*INSTRUCTION:* Rewrite the data below as a JSON list of strings, with one string per line and blank lines left out. Leave the pictures out of your answer.

* BEGIN DATASET ROWS *

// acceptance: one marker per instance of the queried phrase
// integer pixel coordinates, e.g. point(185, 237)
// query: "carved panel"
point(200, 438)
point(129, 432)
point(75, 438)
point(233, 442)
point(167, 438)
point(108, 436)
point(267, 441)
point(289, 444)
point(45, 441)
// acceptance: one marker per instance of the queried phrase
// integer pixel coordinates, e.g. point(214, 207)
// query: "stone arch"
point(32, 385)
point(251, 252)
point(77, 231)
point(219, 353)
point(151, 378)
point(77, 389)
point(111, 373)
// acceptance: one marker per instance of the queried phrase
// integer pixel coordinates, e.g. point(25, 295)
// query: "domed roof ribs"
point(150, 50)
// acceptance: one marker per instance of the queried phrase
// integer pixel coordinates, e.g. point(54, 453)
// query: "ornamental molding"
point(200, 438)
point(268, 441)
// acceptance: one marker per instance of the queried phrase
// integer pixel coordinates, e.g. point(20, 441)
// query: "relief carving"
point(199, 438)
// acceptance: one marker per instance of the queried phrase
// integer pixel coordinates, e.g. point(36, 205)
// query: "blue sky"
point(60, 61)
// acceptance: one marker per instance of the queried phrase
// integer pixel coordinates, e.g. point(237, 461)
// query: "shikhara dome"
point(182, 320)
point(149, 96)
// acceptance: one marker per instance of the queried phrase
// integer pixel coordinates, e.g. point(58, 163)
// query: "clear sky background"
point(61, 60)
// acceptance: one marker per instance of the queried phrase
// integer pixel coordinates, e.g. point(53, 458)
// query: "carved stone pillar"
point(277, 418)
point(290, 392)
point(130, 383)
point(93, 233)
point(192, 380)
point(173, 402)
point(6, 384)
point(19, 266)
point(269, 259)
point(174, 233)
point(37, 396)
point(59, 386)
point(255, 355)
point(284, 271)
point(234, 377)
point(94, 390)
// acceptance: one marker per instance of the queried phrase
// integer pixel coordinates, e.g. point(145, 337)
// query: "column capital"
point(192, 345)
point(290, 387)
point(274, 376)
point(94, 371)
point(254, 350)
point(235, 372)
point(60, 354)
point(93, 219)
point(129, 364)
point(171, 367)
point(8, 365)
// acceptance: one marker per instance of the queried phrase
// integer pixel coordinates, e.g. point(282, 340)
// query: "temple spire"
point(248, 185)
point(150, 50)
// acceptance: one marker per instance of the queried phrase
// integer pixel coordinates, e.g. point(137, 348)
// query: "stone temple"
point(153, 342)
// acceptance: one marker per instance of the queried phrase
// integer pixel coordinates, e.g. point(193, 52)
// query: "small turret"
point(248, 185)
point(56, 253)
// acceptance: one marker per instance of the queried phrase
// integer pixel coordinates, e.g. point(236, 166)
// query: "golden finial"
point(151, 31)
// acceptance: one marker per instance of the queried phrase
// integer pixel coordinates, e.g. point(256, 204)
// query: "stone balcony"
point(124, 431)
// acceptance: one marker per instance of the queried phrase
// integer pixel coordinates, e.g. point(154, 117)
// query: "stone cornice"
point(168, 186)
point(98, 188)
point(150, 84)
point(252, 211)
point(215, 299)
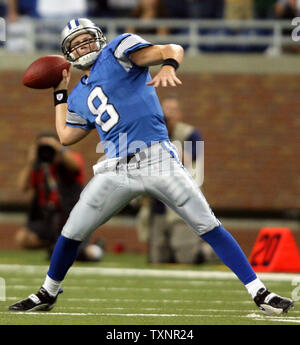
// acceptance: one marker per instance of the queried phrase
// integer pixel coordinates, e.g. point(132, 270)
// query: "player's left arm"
point(156, 55)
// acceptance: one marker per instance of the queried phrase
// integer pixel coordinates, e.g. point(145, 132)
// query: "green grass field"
point(124, 290)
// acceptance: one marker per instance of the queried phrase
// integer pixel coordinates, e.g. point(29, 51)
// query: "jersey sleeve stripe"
point(128, 43)
point(73, 118)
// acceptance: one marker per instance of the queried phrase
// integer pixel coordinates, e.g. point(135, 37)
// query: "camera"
point(45, 154)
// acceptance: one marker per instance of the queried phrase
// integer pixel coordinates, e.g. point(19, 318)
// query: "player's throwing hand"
point(165, 77)
point(63, 85)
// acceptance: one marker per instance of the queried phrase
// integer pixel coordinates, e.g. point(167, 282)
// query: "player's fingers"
point(172, 82)
point(178, 81)
point(65, 73)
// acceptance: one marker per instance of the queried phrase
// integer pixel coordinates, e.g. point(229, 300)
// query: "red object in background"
point(119, 248)
point(275, 250)
point(45, 72)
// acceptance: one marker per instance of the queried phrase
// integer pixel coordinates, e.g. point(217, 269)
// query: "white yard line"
point(35, 269)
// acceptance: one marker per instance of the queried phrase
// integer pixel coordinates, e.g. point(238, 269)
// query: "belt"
point(134, 158)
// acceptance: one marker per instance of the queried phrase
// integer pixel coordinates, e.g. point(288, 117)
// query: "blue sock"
point(228, 250)
point(63, 256)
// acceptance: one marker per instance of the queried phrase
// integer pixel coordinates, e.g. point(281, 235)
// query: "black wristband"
point(171, 62)
point(60, 96)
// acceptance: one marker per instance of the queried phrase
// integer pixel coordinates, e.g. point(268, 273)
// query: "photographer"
point(54, 176)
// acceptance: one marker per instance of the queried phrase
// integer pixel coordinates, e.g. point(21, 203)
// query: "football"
point(45, 72)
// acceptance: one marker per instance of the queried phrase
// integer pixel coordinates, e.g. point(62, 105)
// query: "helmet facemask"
point(85, 61)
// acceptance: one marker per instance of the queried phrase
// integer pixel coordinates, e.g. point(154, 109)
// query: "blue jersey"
point(116, 100)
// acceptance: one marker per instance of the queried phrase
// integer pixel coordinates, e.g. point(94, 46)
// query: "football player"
point(117, 96)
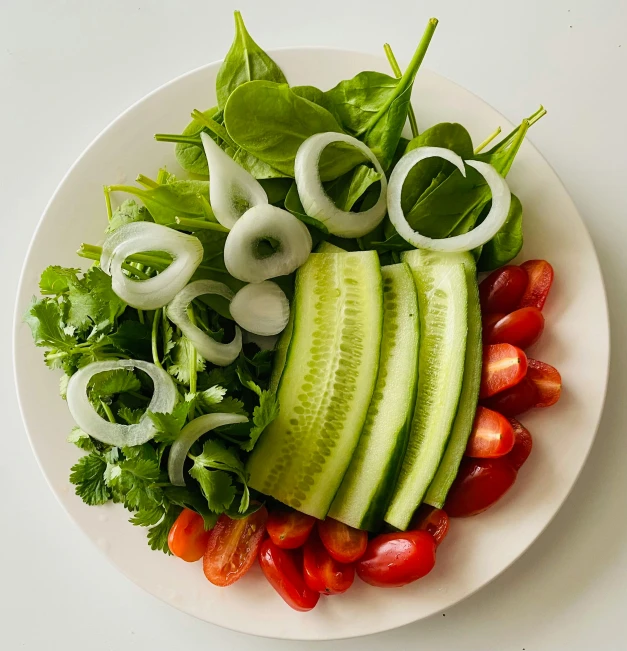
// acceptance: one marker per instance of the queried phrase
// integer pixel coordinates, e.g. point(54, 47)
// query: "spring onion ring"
point(189, 435)
point(501, 199)
point(212, 350)
point(232, 189)
point(287, 241)
point(186, 251)
point(317, 203)
point(87, 418)
point(261, 308)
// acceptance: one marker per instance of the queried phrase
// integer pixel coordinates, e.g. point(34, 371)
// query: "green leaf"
point(88, 477)
point(244, 62)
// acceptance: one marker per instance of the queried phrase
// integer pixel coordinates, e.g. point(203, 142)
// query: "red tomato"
point(492, 435)
point(520, 328)
point(289, 529)
point(502, 290)
point(478, 485)
point(547, 381)
point(233, 546)
point(522, 446)
point(344, 543)
point(396, 559)
point(282, 571)
point(504, 366)
point(322, 572)
point(187, 538)
point(540, 274)
point(434, 521)
point(514, 401)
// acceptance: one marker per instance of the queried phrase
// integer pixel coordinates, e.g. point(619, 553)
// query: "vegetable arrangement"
point(385, 406)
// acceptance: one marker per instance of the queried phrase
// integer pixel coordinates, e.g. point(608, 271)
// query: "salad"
point(282, 354)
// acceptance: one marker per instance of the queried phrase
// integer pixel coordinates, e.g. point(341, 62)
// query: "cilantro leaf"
point(88, 477)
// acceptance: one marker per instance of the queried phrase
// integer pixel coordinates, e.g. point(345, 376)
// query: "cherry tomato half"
point(396, 559)
point(492, 435)
point(281, 569)
point(540, 274)
point(289, 529)
point(187, 538)
point(478, 485)
point(547, 381)
point(322, 572)
point(345, 544)
point(233, 546)
point(522, 445)
point(514, 401)
point(502, 290)
point(432, 520)
point(520, 328)
point(504, 366)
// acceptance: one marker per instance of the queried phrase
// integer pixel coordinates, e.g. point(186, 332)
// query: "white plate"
point(477, 549)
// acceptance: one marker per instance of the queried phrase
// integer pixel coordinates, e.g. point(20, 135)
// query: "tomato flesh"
point(322, 572)
point(233, 546)
point(478, 485)
point(492, 435)
point(345, 544)
point(281, 569)
point(504, 366)
point(503, 289)
point(522, 445)
point(396, 559)
point(547, 381)
point(540, 274)
point(432, 520)
point(187, 538)
point(289, 529)
point(520, 328)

* END DATASET ROWS *

*EXERCISE SOLUTION:*
[
  "// acceptance: one marker per instance of the queried phrase",
  "// integer pixel coordinates, e.g. point(185, 237)",
  "// query: \"carved panel\"",
  "point(200, 438)",
  "point(129, 432)",
  "point(75, 438)",
  "point(233, 442)",
  "point(167, 438)",
  "point(108, 436)",
  "point(267, 441)",
  "point(289, 444)",
  "point(45, 441)",
  "// acceptance: one marker per instance of the queried phrase",
  "// integer pixel coordinates, e.g. point(214, 207)",
  "// query: \"stone arch\"",
  "point(32, 385)",
  "point(251, 252)",
  "point(77, 231)",
  "point(219, 353)",
  "point(151, 378)",
  "point(77, 389)",
  "point(111, 373)",
  "// acceptance: one marker per instance of the queried phrase",
  "// integer pixel coordinates, e.g. point(25, 295)",
  "// query: \"domed roof ribs\"",
  "point(150, 50)",
  "// acceptance: one marker per instance of the queried phrase",
  "// integer pixel coordinates, e.g. point(54, 453)",
  "// query: \"ornamental molding\"",
  "point(200, 438)",
  "point(268, 441)",
  "// acceptance: one marker per instance of the queried phrase",
  "// integer pixel coordinates, e.g. point(20, 441)",
  "// query: \"relief carving\"",
  "point(199, 438)",
  "// acceptance: one marker per instance of the queried phrase",
  "// integer pixel coordinates, e.g. point(36, 205)",
  "// query: \"blue sky\"",
  "point(60, 61)",
  "// acceptance: one marker per instance of the queried phrase",
  "// integer pixel coordinates, e.g. point(237, 461)",
  "// query: \"shikhara dome\"",
  "point(182, 320)",
  "point(149, 96)",
  "// acceptance: one marker per instance of the queried phrase",
  "// integer pixel coordinates, e.g. point(58, 163)",
  "// query: \"clear sky background\"",
  "point(61, 60)",
  "// acceptance: one marker per instance of the queried phrase",
  "// integer pixel coordinates, e.g. point(53, 458)",
  "// query: \"carved stone pillar\"",
  "point(277, 418)",
  "point(290, 392)",
  "point(130, 383)",
  "point(93, 233)",
  "point(192, 380)",
  "point(173, 402)",
  "point(6, 384)",
  "point(19, 266)",
  "point(269, 259)",
  "point(174, 233)",
  "point(37, 396)",
  "point(59, 386)",
  "point(255, 355)",
  "point(284, 271)",
  "point(234, 377)",
  "point(94, 390)",
  "// acceptance: one marker per instance of the queried phrase",
  "// integer pixel coordinates, e.g. point(145, 337)",
  "// query: \"column capital\"",
  "point(192, 345)",
  "point(290, 387)",
  "point(274, 376)",
  "point(94, 371)",
  "point(254, 350)",
  "point(235, 372)",
  "point(60, 354)",
  "point(93, 219)",
  "point(129, 364)",
  "point(171, 367)",
  "point(8, 365)",
  "// acceptance: one marker per instance of the queried phrase",
  "// integer pixel coordinates, e.g. point(282, 340)",
  "// query: \"temple spire\"",
  "point(248, 185)",
  "point(150, 50)",
  "// acceptance: one marker per instance of the queried phrase",
  "// integer pixel coordinates, e.g. point(137, 348)",
  "// query: \"stone temple\"",
  "point(153, 342)",
  "// acceptance: one marker per instance of the queried phrase",
  "// integer pixel coordinates, e.g. point(193, 52)",
  "// query: \"small turret\"",
  "point(248, 185)",
  "point(56, 253)",
  "// acceptance: one marker per instance of the queried phrase",
  "// integer pixel coordinates, e.g. point(236, 166)",
  "// query: \"golden finial\"",
  "point(151, 31)",
  "// acceptance: one marker per instance of the queried phrase",
  "// integer pixel coordinates, e.g. point(256, 204)",
  "// query: \"stone balcony\"",
  "point(124, 431)",
  "// acceptance: one marker per instance of the queried phrase",
  "// integer pixel coordinates, e.g. point(154, 117)",
  "// query: \"stone cornice\"",
  "point(168, 186)",
  "point(98, 188)",
  "point(150, 84)",
  "point(252, 211)",
  "point(215, 299)",
  "// acceptance: one marker per instance of the queried phrase",
  "// integer pixel coordinates, e.g. point(132, 270)",
  "// query: \"player's left arm\"",
  "point(156, 55)",
  "// acceptance: one marker per instance of the queried phrase",
  "// integer pixel coordinates, e.g. point(145, 132)",
  "// query: \"green grass field\"",
  "point(124, 290)",
  "// acceptance: one marker per instance of the queried phrase",
  "// integer pixel coordinates, e.g. point(29, 51)",
  "// query: \"jersey sleeve stripe\"",
  "point(128, 43)",
  "point(73, 118)",
  "// acceptance: one marker per instance of the queried phrase",
  "// integer pixel coordinates, e.g. point(135, 37)",
  "// query: \"camera\"",
  "point(45, 154)",
  "// acceptance: one marker per instance of the queried phrase",
  "// integer pixel coordinates, e.g. point(19, 318)",
  "// query: \"player's throwing hand\"",
  "point(165, 77)",
  "point(63, 85)",
  "// acceptance: one marker per instance of the queried phrase",
  "// integer pixel coordinates, e.g. point(167, 282)",
  "// query: \"player's fingers\"",
  "point(172, 82)",
  "point(178, 81)",
  "point(65, 73)",
  "// acceptance: one marker per instance of the queried phrase",
  "// integer pixel coordinates, e.g. point(229, 300)",
  "// query: \"red object in background\"",
  "point(119, 248)",
  "point(275, 250)",
  "point(45, 72)",
  "// acceptance: one marker per instance of the queried phrase",
  "// integer pixel coordinates, e.g. point(217, 269)",
  "// query: \"white yard line\"",
  "point(35, 269)",
  "// acceptance: one marker per instance of the queried phrase",
  "// integer pixel coordinates, e.g. point(238, 269)",
  "// query: \"belt\"",
  "point(134, 158)",
  "// acceptance: one marker per instance of the queried phrase",
  "// integer pixel coordinates, e.g. point(288, 117)",
  "// query: \"blue sock\"",
  "point(228, 250)",
  "point(63, 256)",
  "// acceptance: one marker per instance of the queried phrase",
  "// integer pixel coordinates, e.g. point(281, 235)",
  "// query: \"black wristband\"",
  "point(171, 62)",
  "point(60, 96)",
  "// acceptance: one marker per instance of the queried phrase",
  "// integer pixel coordinates, e.g. point(268, 273)",
  "// query: \"photographer\"",
  "point(54, 176)",
  "// acceptance: one marker per instance of the queried phrase",
  "// integer pixel coordinates, e.g. point(21, 203)",
  "// query: \"football\"",
  "point(45, 72)",
  "// acceptance: one marker per instance of the queried phrase",
  "// integer pixel coordinates, e.g. point(62, 105)",
  "// query: \"helmet facemask\"",
  "point(85, 61)",
  "// acceptance: one marker per instance of the queried phrase",
  "// integer pixel coordinates, e.g. point(154, 109)",
  "// query: \"blue jersey\"",
  "point(116, 100)",
  "// acceptance: one marker per instance of the queried phrase",
  "// integer pixel coordinates, e.g. point(94, 46)",
  "// query: \"football player\"",
  "point(117, 96)",
  "// acceptance: one marker per instance of the queried phrase",
  "// integer pixel coordinates, e.g. point(54, 47)",
  "// query: \"spring onion ring\"",
  "point(189, 435)",
  "point(501, 199)",
  "point(212, 350)",
  "point(232, 189)",
  "point(287, 241)",
  "point(186, 251)",
  "point(317, 203)",
  "point(87, 418)",
  "point(261, 308)",
  "// acceptance: one marker per instance of the queried phrase",
  "// integer pixel coordinates, e.g. point(34, 371)",
  "// query: \"green leaf\"",
  "point(88, 477)",
  "point(244, 62)",
  "// acceptance: one marker per instance of the queried phrase",
  "// integer pixel coordinates, e.g. point(203, 142)",
  "// query: \"red tomato\"",
  "point(492, 435)",
  "point(520, 328)",
  "point(289, 529)",
  "point(502, 290)",
  "point(478, 485)",
  "point(547, 381)",
  "point(233, 546)",
  "point(522, 446)",
  "point(344, 543)",
  "point(396, 559)",
  "point(282, 571)",
  "point(504, 366)",
  "point(322, 572)",
  "point(187, 538)",
  "point(540, 274)",
  "point(434, 521)",
  "point(514, 401)",
  "// acceptance: one marker per instance of the queried phrase",
  "// integer pixel coordinates, e.g. point(619, 553)",
  "// query: \"vegetable arrangement\"",
  "point(385, 406)",
  "// acceptance: one marker per instance of the queried phrase",
  "// integer pixel coordinates, e.g. point(608, 271)",
  "// query: \"salad\"",
  "point(282, 354)",
  "// acceptance: one marker per instance of the queried phrase",
  "// integer pixel coordinates, e.g. point(341, 62)",
  "// query: \"cilantro leaf\"",
  "point(88, 477)",
  "// acceptance: one marker per instance of the queried phrase",
  "// integer pixel coordinates, e.g. point(345, 376)",
  "// query: \"cherry tomato half\"",
  "point(396, 559)",
  "point(492, 435)",
  "point(281, 569)",
  "point(540, 274)",
  "point(289, 529)",
  "point(187, 538)",
  "point(478, 485)",
  "point(547, 381)",
  "point(322, 572)",
  "point(345, 544)",
  "point(233, 546)",
  "point(522, 445)",
  "point(514, 401)",
  "point(502, 290)",
  "point(432, 520)",
  "point(520, 328)",
  "point(504, 366)",
  "// acceptance: one marker per instance of the queried phrase",
  "// integer pixel coordinates, e.g. point(186, 332)",
  "// query: \"white plate\"",
  "point(477, 549)",
  "// acceptance: one marker per instance of the queried phrase",
  "// integer pixel coordinates, e.g. point(20, 135)",
  "// query: \"tomato flesh\"",
  "point(322, 572)",
  "point(233, 546)",
  "point(478, 485)",
  "point(492, 435)",
  "point(345, 544)",
  "point(281, 569)",
  "point(504, 366)",
  "point(503, 289)",
  "point(522, 445)",
  "point(396, 559)",
  "point(547, 381)",
  "point(540, 274)",
  "point(432, 520)",
  "point(187, 538)",
  "point(289, 529)",
  "point(520, 328)"
]